__Work to be completed__:
Return verbatim the line containing "Description: Localizes the utility" together with all lines that follow it in the records, and no other material.
'''
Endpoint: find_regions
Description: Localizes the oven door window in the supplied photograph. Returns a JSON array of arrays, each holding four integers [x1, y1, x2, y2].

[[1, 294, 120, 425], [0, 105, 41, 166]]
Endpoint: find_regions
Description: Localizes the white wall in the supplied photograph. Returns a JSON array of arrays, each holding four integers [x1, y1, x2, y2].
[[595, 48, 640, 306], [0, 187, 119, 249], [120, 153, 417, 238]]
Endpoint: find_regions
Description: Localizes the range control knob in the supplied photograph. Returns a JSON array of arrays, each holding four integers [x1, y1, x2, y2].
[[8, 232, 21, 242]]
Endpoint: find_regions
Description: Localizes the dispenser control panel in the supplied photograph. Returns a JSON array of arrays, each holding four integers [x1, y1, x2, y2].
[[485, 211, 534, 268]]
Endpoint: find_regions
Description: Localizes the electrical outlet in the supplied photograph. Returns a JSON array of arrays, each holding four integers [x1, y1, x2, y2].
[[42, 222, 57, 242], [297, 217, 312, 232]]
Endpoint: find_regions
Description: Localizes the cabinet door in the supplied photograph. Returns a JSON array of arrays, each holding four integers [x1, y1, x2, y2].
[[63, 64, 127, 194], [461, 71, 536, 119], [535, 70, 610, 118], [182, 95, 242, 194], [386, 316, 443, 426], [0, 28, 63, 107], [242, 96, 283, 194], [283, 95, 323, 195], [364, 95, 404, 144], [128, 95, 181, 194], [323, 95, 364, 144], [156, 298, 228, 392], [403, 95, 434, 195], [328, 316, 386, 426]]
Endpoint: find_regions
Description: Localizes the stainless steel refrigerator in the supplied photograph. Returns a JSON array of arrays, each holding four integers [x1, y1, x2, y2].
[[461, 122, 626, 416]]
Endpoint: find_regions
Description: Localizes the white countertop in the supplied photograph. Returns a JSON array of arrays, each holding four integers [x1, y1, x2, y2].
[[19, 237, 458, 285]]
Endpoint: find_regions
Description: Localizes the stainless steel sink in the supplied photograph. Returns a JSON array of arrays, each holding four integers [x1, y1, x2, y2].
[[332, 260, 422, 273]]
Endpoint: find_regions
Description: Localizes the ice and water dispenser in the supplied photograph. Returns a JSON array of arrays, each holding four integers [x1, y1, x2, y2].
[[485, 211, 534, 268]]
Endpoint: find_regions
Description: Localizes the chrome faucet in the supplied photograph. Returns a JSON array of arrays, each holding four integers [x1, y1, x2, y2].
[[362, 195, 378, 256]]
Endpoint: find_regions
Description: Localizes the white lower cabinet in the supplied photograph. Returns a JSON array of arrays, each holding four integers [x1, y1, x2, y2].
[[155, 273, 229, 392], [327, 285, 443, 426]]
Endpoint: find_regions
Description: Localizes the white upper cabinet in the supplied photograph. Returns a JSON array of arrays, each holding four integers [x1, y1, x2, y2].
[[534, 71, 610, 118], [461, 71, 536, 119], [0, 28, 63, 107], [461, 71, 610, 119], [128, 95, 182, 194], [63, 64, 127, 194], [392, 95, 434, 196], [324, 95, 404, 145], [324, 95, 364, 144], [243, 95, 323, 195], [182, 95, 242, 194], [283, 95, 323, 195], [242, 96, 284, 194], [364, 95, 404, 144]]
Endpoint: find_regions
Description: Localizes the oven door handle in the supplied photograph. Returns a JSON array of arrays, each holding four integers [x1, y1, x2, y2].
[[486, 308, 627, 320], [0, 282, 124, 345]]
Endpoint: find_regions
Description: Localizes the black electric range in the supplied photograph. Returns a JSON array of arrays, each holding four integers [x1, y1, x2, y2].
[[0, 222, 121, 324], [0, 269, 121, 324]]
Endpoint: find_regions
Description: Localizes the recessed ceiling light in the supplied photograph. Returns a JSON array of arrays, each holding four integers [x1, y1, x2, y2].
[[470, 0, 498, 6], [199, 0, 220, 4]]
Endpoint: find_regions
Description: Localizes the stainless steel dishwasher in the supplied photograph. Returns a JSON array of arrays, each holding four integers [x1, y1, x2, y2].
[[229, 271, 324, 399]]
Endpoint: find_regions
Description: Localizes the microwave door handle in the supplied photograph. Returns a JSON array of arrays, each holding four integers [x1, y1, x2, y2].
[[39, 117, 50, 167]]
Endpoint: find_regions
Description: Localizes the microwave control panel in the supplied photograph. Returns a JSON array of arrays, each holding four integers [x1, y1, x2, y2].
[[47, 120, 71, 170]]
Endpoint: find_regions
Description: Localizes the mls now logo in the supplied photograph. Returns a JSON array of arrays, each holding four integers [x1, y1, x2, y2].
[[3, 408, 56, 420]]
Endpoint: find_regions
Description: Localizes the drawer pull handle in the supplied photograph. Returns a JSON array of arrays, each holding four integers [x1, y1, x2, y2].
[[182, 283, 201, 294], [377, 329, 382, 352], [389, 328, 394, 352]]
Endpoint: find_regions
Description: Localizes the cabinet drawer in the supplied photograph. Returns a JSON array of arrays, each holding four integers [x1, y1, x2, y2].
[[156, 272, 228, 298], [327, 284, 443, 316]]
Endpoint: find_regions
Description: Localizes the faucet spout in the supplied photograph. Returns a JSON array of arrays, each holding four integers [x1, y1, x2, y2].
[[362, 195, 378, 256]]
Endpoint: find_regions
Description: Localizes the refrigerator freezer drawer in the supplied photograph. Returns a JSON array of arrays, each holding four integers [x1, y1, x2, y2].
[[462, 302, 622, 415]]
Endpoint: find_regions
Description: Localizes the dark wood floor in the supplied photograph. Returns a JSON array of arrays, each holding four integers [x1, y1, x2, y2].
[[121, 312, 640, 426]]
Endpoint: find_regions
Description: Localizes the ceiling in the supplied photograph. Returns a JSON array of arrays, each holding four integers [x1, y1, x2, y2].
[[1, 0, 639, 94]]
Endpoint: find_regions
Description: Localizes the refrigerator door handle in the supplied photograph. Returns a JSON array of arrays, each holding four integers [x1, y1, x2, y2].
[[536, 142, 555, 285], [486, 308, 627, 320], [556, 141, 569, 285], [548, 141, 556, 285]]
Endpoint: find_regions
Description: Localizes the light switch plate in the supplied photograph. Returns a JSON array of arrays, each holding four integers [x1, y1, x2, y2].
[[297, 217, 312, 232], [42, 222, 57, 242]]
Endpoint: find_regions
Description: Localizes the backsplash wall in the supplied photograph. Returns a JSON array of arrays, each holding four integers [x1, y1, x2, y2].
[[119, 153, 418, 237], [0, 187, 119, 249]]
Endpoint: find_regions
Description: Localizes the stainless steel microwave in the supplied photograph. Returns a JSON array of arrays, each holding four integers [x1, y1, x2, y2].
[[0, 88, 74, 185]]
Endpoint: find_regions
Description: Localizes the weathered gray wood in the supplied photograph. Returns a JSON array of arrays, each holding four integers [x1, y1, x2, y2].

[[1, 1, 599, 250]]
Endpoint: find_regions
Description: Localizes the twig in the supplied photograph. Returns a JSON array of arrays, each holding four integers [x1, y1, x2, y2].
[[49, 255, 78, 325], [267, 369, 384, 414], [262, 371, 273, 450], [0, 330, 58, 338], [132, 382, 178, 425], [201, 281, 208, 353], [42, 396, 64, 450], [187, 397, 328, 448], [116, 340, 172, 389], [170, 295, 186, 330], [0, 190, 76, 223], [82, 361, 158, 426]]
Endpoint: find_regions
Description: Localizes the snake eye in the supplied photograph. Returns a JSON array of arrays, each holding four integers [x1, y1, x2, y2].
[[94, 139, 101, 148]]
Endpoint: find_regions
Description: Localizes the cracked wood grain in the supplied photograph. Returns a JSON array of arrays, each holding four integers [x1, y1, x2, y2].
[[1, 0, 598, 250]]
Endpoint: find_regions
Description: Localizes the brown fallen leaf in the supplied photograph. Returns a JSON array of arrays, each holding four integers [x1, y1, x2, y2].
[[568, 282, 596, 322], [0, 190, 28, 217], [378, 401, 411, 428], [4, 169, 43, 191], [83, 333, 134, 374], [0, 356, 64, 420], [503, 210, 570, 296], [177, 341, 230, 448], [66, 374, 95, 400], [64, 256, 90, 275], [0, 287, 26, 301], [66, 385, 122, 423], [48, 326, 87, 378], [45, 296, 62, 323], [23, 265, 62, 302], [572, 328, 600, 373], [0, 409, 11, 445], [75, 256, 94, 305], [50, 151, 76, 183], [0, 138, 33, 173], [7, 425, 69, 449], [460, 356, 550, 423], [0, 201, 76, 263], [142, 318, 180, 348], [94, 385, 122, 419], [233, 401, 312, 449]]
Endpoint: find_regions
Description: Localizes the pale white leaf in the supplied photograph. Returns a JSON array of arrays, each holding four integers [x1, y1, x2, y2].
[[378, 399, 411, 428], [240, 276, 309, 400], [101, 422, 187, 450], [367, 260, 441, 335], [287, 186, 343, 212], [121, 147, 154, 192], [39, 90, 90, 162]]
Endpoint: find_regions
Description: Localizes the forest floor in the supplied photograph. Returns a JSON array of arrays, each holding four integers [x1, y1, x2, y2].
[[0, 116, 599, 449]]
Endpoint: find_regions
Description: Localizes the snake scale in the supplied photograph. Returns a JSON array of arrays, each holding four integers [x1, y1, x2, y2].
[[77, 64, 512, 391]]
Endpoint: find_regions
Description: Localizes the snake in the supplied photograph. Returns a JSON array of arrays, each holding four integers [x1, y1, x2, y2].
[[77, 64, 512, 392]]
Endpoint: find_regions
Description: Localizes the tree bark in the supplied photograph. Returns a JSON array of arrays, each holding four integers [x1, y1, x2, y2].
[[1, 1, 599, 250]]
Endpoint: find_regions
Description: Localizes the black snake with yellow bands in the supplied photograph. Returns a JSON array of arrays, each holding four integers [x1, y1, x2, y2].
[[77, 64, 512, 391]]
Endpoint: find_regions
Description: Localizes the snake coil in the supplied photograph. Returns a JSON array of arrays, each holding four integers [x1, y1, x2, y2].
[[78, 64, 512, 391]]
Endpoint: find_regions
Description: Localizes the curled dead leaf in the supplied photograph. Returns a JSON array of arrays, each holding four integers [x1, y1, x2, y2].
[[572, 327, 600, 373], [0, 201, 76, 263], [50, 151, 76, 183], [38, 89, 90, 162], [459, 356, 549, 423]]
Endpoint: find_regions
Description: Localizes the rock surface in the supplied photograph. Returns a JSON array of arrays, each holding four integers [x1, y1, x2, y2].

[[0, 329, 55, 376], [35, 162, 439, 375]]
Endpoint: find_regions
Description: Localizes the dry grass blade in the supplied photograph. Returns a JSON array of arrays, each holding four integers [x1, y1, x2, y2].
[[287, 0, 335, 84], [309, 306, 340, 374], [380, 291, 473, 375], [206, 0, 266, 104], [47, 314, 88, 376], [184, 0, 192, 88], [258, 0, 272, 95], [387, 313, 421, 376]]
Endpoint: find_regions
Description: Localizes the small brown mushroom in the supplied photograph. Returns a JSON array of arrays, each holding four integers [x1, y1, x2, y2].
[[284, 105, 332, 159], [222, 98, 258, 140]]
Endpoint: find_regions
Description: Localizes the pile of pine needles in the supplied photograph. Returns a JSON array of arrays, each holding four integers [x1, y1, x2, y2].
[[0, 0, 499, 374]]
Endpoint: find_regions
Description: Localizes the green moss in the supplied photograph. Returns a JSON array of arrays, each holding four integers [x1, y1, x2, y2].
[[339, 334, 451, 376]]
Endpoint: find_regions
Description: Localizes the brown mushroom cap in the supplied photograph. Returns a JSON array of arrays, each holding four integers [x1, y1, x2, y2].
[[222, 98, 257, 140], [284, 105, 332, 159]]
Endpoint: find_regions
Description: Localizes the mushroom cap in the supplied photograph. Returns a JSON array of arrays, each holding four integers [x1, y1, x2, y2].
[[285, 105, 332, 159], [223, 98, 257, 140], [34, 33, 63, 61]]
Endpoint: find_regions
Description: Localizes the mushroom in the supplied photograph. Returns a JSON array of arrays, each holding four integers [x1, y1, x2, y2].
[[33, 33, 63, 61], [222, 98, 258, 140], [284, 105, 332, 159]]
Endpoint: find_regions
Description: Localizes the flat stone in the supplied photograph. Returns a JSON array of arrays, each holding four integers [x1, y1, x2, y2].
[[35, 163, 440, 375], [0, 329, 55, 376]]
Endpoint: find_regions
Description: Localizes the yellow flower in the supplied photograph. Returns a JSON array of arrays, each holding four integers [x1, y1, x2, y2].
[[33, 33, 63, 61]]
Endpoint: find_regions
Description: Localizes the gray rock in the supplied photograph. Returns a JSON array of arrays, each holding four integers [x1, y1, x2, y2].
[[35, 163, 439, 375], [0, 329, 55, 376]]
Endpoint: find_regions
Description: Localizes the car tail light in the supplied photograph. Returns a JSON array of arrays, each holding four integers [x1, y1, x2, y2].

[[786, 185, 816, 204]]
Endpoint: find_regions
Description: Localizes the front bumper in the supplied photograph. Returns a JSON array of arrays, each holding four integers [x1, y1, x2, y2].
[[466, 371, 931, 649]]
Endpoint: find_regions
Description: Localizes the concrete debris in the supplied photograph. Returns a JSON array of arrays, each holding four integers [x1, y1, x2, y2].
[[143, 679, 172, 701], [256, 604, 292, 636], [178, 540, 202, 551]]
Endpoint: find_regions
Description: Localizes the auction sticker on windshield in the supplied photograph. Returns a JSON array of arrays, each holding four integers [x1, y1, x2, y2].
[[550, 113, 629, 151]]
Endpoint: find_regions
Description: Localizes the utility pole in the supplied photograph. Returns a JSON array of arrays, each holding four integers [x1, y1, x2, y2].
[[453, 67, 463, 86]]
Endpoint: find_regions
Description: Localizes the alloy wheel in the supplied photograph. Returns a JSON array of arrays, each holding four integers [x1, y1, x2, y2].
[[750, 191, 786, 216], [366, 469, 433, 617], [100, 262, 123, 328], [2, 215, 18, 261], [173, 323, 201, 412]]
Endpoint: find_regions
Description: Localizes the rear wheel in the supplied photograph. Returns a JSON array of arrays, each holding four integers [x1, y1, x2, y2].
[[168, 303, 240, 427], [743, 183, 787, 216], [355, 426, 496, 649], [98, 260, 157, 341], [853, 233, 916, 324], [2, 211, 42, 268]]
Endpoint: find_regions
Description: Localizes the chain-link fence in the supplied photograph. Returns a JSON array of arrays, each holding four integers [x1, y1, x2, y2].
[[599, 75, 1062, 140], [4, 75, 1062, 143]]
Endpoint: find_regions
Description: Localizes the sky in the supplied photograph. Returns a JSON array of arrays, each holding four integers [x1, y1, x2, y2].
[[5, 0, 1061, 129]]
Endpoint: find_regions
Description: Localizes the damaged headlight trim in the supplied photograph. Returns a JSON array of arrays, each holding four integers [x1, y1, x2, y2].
'''
__Finished task__:
Description: Localizes the utility pole in the supplied photograph. Returns a JSON array of arrays, each holding four integers [x1, y1, x2, y2].
[[453, 67, 463, 86]]
Endpoint: find_regions
Description: Localizes the alloy wheel in the supplied photograph. Returns a JSON array of arrays, each holding four integers [x1, y1, x2, y2].
[[750, 191, 786, 216], [366, 469, 433, 617], [100, 262, 123, 328], [2, 215, 18, 261], [173, 323, 201, 412]]
Endpoint: find_regions
Description: Localizes the rear wheel in the supplied photograph. Returns a JSON array of arrays, each holding four integers [x1, y1, x2, y2].
[[168, 303, 240, 427], [743, 183, 787, 216], [355, 426, 496, 649], [98, 260, 157, 341], [853, 233, 916, 324], [2, 211, 42, 268]]
Endpoint: find_regions
Description: Localizes the chain-link fence in the supplied photograph. Returns a JSON array of arrays, each holding four integers [x1, y1, x2, y2].
[[599, 75, 1062, 140], [4, 75, 1062, 143]]
Endpoint: find_regions
Description: Localizes the sky in the supplied photograph. Returns a JSON array of arrays, each holding four integers [x1, y1, x2, y2].
[[5, 0, 1061, 129]]
Endpoint: find_regions
Description: Localizes the damaged headlight trim in the supplied photograph. Returns a JSON array of arrays, each holding four integers [x1, y1, x2, y2].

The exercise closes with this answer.